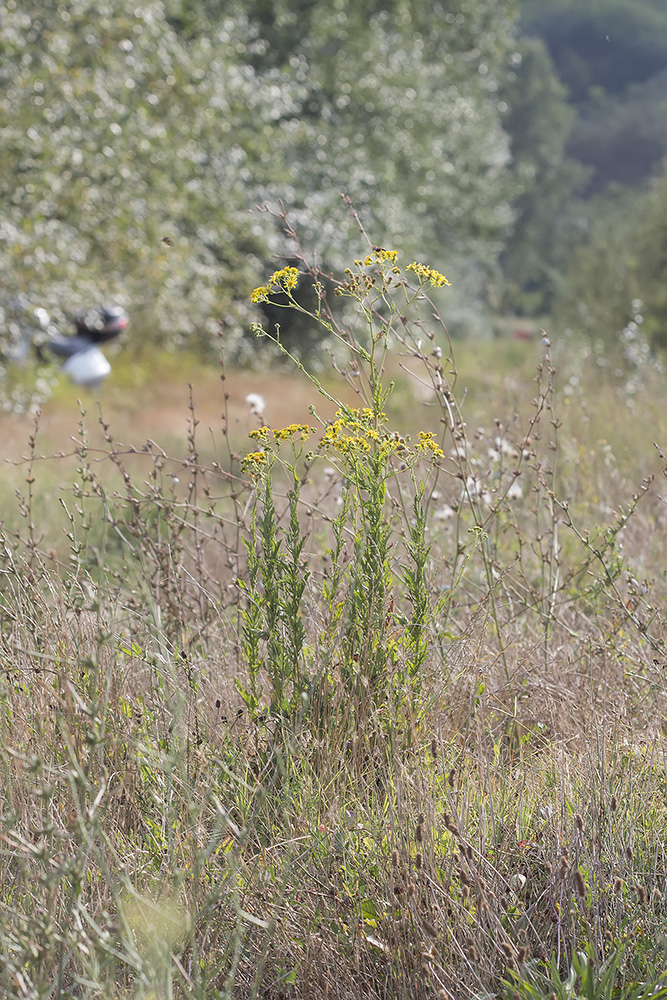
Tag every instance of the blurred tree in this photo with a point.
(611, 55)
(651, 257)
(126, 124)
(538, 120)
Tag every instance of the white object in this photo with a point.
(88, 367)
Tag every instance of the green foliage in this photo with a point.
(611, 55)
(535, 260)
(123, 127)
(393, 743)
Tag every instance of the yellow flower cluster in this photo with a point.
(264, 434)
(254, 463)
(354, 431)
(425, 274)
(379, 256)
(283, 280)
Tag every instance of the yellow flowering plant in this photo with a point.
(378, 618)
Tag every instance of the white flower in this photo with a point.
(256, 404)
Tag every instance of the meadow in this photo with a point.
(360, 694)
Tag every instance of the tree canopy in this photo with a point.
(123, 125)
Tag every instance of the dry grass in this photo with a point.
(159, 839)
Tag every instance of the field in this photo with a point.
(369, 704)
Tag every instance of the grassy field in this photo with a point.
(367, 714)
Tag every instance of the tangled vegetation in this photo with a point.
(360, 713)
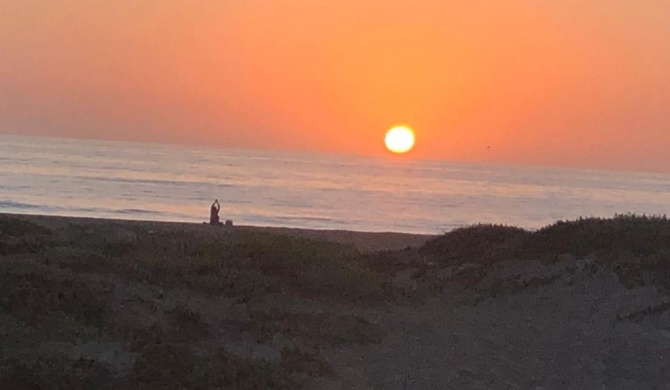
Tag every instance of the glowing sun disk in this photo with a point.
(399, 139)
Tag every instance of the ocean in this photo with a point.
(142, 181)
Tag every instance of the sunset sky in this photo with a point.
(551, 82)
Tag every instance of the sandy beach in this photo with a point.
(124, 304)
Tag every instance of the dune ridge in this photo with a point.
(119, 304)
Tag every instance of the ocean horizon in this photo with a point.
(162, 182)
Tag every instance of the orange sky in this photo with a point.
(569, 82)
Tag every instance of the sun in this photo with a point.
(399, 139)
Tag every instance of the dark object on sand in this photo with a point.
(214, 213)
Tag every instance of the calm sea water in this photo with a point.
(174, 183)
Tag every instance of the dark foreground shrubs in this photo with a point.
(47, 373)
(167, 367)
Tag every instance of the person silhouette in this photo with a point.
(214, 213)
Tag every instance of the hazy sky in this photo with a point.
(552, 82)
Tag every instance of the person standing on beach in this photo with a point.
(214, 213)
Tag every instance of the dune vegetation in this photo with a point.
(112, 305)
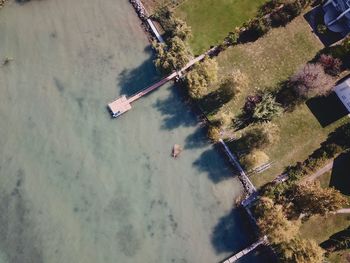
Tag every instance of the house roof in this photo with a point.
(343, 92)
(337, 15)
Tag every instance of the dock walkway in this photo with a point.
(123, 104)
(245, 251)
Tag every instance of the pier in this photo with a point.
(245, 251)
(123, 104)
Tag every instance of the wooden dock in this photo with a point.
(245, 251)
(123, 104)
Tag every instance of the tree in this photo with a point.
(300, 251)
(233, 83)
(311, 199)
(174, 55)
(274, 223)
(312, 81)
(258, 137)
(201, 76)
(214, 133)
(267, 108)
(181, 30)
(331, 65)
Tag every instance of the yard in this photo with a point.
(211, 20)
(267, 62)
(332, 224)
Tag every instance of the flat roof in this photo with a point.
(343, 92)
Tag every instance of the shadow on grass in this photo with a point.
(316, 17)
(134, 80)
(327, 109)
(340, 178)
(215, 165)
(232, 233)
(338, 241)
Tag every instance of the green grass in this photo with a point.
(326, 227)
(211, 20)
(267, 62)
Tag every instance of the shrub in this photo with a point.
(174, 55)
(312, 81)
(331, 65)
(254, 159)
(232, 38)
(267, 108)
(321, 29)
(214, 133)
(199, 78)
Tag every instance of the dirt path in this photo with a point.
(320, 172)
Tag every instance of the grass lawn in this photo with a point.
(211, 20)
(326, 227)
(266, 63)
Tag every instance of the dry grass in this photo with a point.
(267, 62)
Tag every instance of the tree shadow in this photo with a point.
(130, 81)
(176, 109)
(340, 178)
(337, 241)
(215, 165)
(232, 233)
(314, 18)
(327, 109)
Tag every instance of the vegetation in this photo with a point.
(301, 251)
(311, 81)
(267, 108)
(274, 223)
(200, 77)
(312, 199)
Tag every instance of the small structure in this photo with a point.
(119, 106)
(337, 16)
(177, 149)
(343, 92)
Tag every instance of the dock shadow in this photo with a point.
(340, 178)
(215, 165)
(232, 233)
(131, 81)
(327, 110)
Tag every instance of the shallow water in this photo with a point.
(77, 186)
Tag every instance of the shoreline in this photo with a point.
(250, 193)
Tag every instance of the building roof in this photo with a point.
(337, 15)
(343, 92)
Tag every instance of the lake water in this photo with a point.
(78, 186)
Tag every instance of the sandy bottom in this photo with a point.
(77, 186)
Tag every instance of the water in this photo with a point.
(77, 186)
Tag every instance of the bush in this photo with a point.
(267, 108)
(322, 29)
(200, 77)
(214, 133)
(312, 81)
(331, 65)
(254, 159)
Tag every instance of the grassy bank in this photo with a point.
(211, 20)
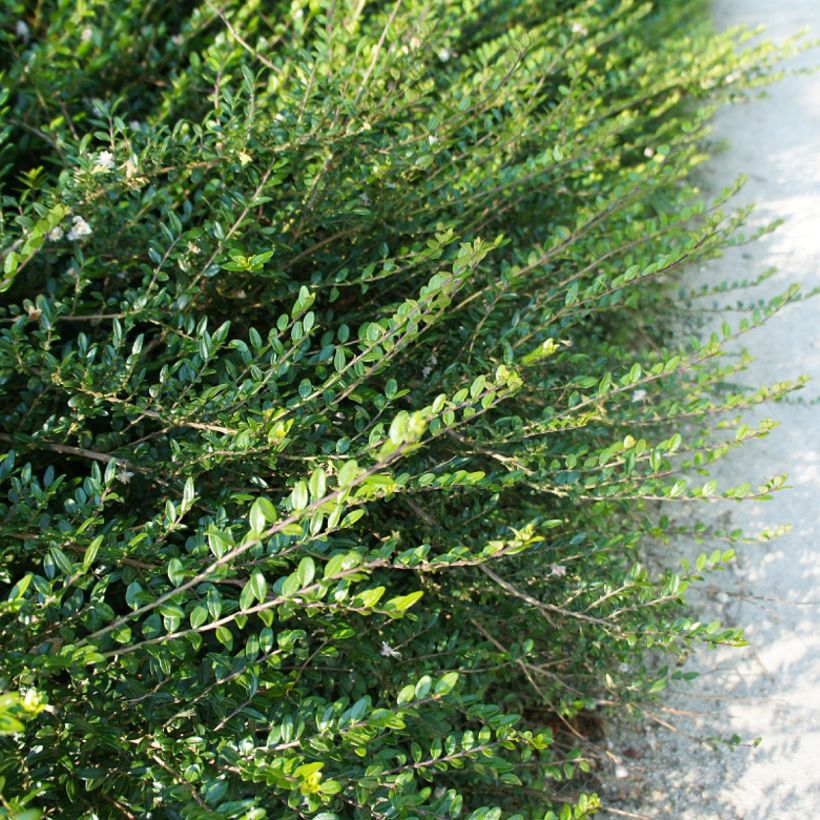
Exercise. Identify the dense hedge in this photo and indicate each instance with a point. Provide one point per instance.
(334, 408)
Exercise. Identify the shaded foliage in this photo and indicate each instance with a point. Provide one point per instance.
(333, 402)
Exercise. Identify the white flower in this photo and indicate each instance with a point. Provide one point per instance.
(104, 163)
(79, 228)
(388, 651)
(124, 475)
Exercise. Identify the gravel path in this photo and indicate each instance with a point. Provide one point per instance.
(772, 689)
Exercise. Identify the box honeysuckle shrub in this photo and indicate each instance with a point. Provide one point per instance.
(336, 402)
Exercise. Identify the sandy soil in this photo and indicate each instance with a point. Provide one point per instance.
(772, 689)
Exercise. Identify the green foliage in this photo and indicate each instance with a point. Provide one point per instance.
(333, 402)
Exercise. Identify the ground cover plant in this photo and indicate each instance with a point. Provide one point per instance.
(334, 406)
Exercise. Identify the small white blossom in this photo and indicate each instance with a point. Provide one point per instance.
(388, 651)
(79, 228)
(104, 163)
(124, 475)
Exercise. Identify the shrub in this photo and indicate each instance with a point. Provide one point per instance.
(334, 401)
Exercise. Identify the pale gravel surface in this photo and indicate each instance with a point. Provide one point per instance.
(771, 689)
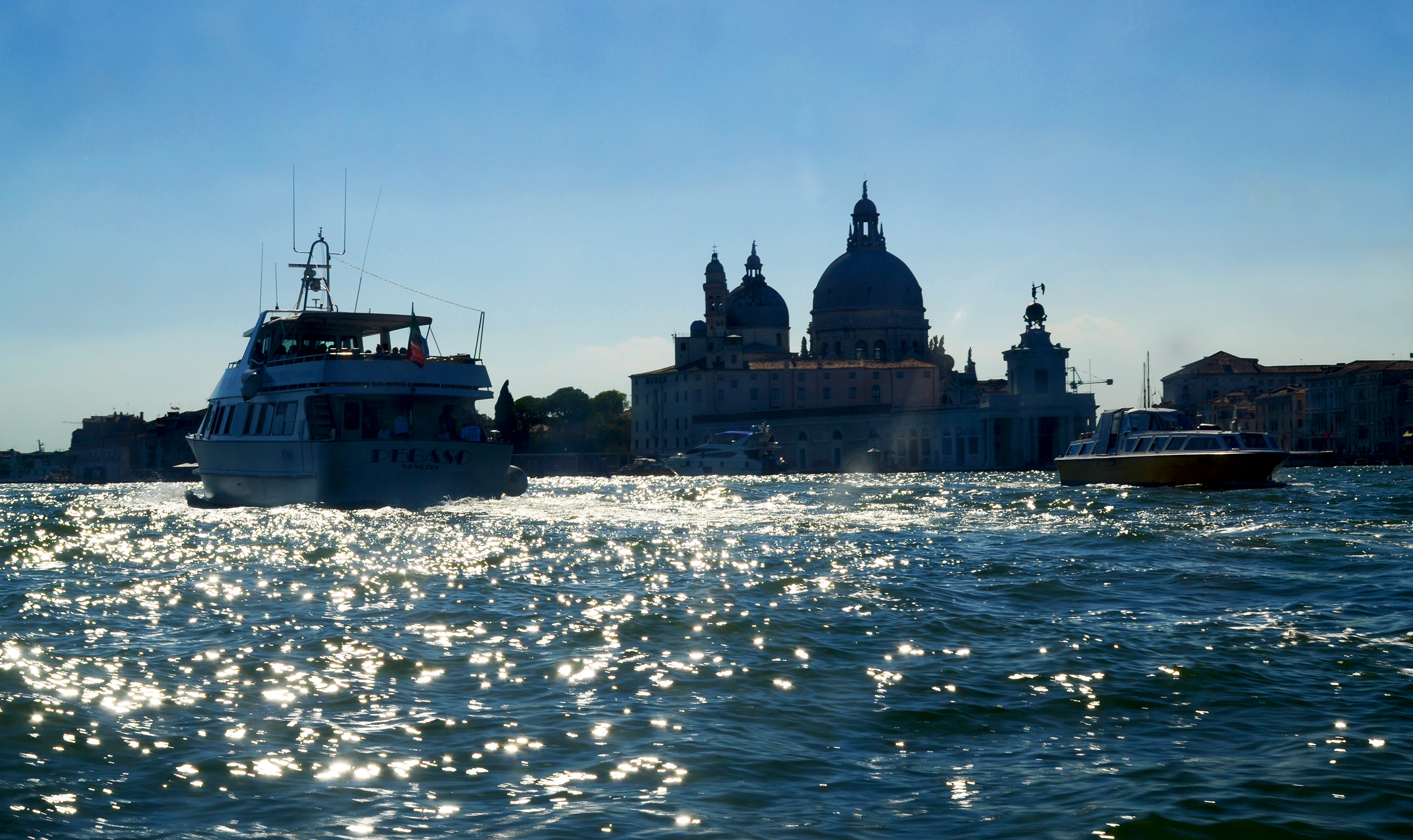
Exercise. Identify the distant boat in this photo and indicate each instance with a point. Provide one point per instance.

- Task item
An exact transcription is requested of each line from the one that holds "Exercise. Identify the small" to the end of the listing above, both boundary lines included; pictures are to be omitted.

- Written reply
Exercise. Identify the small white blossom in this photo and indicate each instance with a point. Provide one point per instance.
(388, 651)
(79, 228)
(104, 163)
(124, 475)
Exercise. Identify the shrub in this photo and indicate each instance with a point. Provide one point per instance.
(334, 401)
Exercise. Identify the pale gravel surface in this photo and indicate each instance with a point. Provide one point per instance.
(771, 689)
Exercise. Identify the distant boat in this photo and indicate each instance with a point. Provide one point per instance.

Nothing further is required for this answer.